### Task objective:
Recast each line of the items below as a row in a Markdown table with the columns Row and Line. Skip blank lines and leave the pictures out.

### Photo object pointing items:
——————————

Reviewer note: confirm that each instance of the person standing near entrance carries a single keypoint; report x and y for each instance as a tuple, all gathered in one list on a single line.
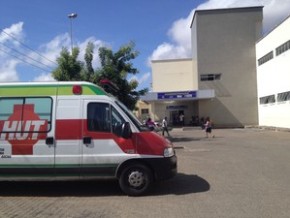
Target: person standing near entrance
[(165, 126), (208, 127)]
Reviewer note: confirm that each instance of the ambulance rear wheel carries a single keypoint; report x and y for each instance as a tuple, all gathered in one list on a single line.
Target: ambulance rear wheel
[(135, 179)]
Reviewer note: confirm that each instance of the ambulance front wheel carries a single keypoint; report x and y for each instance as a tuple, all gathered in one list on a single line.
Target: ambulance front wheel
[(135, 179)]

——————————

### Solution to this problem:
| Row | Line |
|---|---|
| 1 | Reviewer note: confirm that each instance of the person standing near entrance carries a single keypoint; report x and y for each instance as a tuple, all gathered in one list on a single line. |
| 2 | Target: person standing near entrance |
| 3 | [(165, 126), (208, 127)] |
| 4 | Reviewer note: confirm that each instance of the ambulance rear wheel carries a single keypoint; report x and y for each instance as a tuple, all gathered in one list on a single line. |
| 5 | Target: ambulance rear wheel |
| 6 | [(135, 179)] |
| 7 | Reviewer note: confirm that each instance of the ambulance front wheel carries a single keypoint; report x and y for each instance as a tuple, all gathered in one list on a single line. |
| 8 | Target: ambulance front wheel |
| 9 | [(135, 179)] |